Econometrics and Statistics Seminar
Time and place: Thursdays, 14:00-15:00 h in the Faculty Lounge (Room 0.036), Juridicum, Adenauerallee 24-42, 53113 Bonn
October 25, 2018 Andreas Dzemski, University of Gothenburg
Title: "Confidence set for group membership" (together with Ryo Okui)
Abstract: We develop new procedures to quantify the statistical uncertainty from sorting units in panel data into groups using data-driven clustering algorithms. In our setting, each unit belongs to one of a finite number of latent groups and its regression curve is determined by which group it belongs to. Our main contribution is a new joint confidence set for group membership. Each element of the joint confidence set is a vector of possible group assignments for all units. The vector of true group memberships is contained in the confidence set with a pre-specified probability. The confidence set inverts a test for group membership. This test exploits a characterization of the true group memberships by a system of moment inequalities. Our procedure solves a high-dimensional one-sided testing problem and tests group membership simultaneously for all units. We also propose a procedure for identifying units for which group membership is obviously determined. These units can be ignored when computing critical values. We justify the joint confidence set under N,T→∞ asymptotics where we allow T to be much smaller than N. Our arguments rely on the theory of self-normalized sums and high-dimensional central limit theorems. We contribute new theoretical results for testing problems with a large number of moment inequalities, including an anti-concentration inequality for the quasi-likelihood ratio (QLR) statistic. Monte Carlo results indicate that our confidence set has adequate coverage and is informative. We illustrate the practical relevance of our confidence set in two applications.

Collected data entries
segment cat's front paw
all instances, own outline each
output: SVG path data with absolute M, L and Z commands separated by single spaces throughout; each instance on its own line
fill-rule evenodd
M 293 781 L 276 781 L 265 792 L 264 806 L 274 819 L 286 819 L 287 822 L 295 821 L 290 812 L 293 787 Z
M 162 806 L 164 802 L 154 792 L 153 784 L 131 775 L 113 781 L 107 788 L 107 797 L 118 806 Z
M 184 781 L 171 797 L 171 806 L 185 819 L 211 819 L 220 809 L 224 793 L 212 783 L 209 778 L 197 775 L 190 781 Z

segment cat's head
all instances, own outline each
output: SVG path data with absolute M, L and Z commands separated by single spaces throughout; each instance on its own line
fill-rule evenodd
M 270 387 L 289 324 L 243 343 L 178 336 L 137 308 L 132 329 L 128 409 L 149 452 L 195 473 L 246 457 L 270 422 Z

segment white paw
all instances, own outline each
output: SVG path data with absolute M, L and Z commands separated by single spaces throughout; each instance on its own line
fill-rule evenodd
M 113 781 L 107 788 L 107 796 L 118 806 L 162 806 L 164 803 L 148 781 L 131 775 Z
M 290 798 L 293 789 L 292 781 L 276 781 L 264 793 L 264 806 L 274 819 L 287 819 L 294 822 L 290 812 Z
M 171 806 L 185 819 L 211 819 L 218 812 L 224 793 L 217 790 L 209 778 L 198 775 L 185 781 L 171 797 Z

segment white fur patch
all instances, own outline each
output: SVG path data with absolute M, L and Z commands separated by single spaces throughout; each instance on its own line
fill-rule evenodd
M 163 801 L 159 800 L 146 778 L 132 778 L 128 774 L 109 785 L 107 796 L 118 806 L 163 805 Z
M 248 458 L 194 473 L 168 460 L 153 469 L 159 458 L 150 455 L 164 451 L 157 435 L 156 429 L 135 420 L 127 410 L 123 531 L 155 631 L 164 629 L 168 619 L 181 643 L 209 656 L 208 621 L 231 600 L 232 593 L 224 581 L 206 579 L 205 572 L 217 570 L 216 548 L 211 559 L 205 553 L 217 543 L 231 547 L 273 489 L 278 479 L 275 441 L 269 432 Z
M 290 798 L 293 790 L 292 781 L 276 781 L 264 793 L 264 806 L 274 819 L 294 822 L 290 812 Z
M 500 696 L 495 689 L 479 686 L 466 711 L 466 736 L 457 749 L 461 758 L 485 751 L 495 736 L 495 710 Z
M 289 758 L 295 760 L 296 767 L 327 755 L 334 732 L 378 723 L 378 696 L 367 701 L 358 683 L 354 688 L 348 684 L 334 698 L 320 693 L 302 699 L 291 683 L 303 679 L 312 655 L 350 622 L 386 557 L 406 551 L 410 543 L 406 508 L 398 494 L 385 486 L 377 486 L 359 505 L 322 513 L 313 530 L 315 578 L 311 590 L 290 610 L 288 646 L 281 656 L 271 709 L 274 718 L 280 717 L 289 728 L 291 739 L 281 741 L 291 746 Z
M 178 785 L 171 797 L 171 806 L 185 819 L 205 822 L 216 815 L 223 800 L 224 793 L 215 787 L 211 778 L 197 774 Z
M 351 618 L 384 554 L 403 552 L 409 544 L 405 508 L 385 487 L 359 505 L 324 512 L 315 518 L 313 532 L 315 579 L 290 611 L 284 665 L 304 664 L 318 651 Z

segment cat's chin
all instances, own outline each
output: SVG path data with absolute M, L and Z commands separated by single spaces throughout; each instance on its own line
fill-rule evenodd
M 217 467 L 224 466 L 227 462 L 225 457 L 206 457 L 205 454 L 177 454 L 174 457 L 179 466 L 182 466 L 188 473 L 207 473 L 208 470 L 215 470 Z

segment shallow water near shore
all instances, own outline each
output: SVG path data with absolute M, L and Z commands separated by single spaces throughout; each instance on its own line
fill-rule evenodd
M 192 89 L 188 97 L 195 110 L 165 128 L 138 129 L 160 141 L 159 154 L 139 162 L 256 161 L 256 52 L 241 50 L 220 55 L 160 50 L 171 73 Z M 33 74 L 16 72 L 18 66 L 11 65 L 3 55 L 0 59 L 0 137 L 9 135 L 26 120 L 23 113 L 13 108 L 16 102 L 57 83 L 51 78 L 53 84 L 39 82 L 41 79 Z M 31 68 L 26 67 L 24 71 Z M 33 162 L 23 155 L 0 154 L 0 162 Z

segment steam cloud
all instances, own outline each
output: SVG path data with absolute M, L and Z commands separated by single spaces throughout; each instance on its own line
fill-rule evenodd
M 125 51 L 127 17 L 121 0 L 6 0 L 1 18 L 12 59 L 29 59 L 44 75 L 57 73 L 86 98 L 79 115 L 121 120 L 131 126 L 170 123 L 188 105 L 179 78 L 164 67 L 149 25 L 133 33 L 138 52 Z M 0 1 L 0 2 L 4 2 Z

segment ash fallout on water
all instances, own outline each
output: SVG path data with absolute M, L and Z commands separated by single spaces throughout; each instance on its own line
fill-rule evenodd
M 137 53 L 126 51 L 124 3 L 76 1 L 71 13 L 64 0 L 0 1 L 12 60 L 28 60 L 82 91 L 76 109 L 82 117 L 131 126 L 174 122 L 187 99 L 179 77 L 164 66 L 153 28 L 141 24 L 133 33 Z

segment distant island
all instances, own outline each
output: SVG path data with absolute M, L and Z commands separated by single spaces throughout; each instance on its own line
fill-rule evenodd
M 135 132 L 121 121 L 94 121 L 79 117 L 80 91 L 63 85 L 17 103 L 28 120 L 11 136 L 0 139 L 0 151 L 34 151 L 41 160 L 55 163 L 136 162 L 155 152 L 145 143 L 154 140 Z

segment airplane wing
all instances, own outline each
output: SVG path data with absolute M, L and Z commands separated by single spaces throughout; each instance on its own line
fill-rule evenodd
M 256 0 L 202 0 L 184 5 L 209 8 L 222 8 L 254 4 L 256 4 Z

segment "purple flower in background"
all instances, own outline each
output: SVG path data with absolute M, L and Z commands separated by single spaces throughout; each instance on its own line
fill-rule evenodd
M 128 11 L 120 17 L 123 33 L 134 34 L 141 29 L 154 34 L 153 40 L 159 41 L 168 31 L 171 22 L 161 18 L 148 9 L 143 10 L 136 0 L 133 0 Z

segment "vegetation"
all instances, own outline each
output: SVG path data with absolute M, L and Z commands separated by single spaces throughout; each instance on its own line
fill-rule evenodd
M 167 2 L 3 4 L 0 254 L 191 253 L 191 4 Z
--
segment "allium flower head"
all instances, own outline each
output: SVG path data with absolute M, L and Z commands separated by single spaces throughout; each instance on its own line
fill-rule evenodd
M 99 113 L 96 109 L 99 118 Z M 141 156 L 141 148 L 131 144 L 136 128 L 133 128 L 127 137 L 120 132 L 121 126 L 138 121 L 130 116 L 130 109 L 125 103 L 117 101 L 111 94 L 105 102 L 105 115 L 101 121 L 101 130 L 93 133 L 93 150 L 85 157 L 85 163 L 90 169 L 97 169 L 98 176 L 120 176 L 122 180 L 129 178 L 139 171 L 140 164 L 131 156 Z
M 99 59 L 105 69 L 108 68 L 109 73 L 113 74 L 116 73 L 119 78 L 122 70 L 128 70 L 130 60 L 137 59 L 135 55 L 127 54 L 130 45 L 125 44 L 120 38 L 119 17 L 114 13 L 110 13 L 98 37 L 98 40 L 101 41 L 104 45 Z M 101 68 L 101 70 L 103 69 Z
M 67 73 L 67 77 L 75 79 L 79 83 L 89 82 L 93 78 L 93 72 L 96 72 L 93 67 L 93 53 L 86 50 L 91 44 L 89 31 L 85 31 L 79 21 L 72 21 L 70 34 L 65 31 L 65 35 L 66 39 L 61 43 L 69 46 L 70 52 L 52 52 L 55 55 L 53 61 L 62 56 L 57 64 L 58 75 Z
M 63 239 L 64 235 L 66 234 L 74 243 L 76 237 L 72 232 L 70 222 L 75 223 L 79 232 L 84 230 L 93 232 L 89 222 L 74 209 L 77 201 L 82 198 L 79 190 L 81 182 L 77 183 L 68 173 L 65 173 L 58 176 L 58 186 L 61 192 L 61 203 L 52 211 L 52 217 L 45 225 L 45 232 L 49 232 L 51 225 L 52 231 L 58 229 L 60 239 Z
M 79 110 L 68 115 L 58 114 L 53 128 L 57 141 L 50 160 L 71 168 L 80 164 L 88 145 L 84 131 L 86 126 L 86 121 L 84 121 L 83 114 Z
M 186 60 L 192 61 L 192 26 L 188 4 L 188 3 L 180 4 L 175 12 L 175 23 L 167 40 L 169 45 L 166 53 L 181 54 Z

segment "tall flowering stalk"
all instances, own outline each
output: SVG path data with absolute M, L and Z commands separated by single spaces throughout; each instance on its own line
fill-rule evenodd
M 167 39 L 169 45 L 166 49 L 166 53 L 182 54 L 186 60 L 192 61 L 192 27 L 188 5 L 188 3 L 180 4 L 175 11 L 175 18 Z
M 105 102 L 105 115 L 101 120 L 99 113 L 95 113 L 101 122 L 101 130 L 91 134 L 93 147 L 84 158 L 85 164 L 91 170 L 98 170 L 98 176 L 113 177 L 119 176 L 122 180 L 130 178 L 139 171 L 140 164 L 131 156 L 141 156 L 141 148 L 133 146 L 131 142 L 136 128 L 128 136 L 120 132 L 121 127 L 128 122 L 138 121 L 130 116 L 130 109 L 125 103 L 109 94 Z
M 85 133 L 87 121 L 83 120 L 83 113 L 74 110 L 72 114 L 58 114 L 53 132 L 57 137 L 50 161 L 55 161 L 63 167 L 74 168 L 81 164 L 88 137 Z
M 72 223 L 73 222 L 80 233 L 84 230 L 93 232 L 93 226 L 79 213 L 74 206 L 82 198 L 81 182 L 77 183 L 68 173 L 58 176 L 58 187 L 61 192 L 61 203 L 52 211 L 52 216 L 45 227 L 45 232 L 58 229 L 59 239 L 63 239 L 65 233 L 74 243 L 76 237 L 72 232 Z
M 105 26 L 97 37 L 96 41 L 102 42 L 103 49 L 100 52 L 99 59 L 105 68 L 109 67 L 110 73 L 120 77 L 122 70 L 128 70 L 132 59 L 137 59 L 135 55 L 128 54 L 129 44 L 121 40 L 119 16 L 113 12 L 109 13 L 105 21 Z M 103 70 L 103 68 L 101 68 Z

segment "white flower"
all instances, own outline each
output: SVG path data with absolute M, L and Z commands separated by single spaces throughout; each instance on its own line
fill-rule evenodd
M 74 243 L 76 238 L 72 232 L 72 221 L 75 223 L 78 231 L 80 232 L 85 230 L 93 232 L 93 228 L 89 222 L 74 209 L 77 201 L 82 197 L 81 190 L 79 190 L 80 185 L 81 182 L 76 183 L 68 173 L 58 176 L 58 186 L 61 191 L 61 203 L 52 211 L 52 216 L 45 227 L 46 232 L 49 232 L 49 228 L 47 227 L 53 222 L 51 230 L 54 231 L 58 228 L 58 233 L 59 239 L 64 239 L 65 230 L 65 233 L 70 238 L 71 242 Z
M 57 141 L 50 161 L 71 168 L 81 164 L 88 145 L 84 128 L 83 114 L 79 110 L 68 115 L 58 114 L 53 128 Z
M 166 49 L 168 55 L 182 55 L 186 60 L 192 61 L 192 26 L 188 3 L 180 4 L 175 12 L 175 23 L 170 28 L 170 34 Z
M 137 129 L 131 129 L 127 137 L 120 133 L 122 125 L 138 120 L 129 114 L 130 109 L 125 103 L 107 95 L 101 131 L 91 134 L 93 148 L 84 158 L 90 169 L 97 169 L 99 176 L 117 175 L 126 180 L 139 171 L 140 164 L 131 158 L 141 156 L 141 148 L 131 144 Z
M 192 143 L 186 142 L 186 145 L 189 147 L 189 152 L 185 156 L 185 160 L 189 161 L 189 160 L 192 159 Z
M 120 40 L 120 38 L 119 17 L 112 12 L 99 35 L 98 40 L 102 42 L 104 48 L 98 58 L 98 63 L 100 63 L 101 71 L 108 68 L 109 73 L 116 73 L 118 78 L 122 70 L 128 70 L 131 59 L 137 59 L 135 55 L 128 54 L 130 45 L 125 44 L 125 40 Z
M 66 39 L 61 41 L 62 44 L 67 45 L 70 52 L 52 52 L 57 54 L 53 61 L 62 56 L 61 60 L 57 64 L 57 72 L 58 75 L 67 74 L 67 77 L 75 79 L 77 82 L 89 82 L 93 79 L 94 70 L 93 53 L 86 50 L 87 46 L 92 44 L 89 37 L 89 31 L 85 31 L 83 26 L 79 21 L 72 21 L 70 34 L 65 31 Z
--
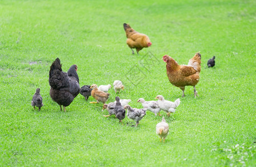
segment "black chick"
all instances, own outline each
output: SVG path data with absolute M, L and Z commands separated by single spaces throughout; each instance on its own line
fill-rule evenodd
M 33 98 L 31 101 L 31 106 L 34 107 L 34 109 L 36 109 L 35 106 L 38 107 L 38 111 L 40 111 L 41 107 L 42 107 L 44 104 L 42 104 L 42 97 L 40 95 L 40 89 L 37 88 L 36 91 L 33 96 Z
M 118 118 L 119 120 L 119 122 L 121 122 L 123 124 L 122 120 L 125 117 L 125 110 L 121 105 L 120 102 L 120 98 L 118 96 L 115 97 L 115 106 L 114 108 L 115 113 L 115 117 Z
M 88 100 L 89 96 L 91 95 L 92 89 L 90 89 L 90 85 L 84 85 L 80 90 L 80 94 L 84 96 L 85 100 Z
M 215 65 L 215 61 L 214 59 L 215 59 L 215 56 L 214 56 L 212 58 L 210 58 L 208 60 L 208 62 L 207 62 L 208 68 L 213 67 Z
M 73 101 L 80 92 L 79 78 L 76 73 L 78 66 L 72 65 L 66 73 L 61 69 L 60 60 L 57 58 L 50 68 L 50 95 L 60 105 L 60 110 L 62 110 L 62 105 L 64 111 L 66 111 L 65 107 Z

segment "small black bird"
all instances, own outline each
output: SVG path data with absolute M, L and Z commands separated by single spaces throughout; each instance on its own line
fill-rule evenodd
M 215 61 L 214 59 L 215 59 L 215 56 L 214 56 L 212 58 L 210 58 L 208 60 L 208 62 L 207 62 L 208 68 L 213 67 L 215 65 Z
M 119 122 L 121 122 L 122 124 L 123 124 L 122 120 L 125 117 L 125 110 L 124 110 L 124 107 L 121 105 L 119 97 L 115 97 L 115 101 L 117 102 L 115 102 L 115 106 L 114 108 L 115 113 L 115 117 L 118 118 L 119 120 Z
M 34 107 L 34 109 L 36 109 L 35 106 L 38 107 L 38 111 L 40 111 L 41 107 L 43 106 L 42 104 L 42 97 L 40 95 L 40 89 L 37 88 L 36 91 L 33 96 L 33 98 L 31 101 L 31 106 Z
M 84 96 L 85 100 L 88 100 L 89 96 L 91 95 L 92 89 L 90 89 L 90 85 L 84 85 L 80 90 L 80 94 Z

• **TASK LIST**:
A - Condense the paragraph of the seminar announcement that begins "Abstract: We develop new procedures" into a short bulleted list that keeps its main facts.
B - Proceed with the seminar announcement, picking up right after its final sentence.
The listing has no connection to the seminar announcement.

• **EXERCISE RESPONSES**:
A -
- New procedures quantify the statistical uncertainty from sorting panel-data units into groups with data-driven clustering algorithms.
- Each unit belongs to one of a finite number of latent groups, and its group determines its regression curve.
- The main contribution is a joint confidence set for group membership. Each element is a vector of possible group assignments for all units, and it contains the true membership vector with a pre-specified probability.
- The set inverts a test for group membership. That test relies on a system of moment inequalities that characterizes true memberships and checks all units at once in a high-dimensional one-sided testing problem.
- A further procedure identifies units whose membership is obviously determined, so they can be ignored when computing critical values.
- The set is justified under N,T→∞ asymptotics, with T allowed to be much smaller than N. The arguments use self-normalized sums and high-dimensional central limit theorems.
- New theoretical results cover testing with many moment inequalities, including an anti-concentration inequality for the QLR statistic.
- Monte Carlo results show adequate coverage and informativeness, and two applications illustrate practical relevance.

B -
November 22, 2018 Anna Simoni, Crest Paris
Title: Bayesian Estimation and Comparison of Conditional Moment Models
Abstract: In this paper we consider models characterized by conditional moment conditions and construct a semiparametric Bayesian inference for them. Our procedure utilizes and completes the Bayesian exponentially tilted empirical likelihood (BETEL) framework developed in Chib, Shin and Simoni (2018) for unconditional moment condition models. The starting point is a conversion of the conditional moments into a sequence of unconditional moments by using a vector of approximating functions (such as tensor splines based on the splines of each conditioning variable) with dimension that is increasing with the sample size. We establish that the BETEL posterior distribution satisfies the Bernstein-von Mises theorem, subject to a rate condition on the number of approximating functions. We also develop an approach based on marginal likelihoods and posterior odds ratios for comparing different conditional moment restricted models and establish the model selection consistency of this procedure. Unlike the set up in Chib, Shin and Simoni (2018), the model selection theory is different because the extra parameter that is needed for validly comparing such models has dimension that grows with the sample size, and, therefore, the rate of contraction of the posterior distribution is nonparametric. We treat both the cases where the models to be compared are nested and the case where they are non-nested. We establish that when we compare correctly specified models, the marginal likelihood criterion selects the model that is estimable at the faster rate. In the nested case, the model selected by the posterior odds criterion is the model that is estimable at the parametric rate. When we compare misspecified models we select the model that is less misspecified, that is, the model that contains the smaller number of misspecified moment restrictions. This theory breaks substantial new ground in the area of Bayesian model comparisons. Several examples are used to illustrate the framework and results.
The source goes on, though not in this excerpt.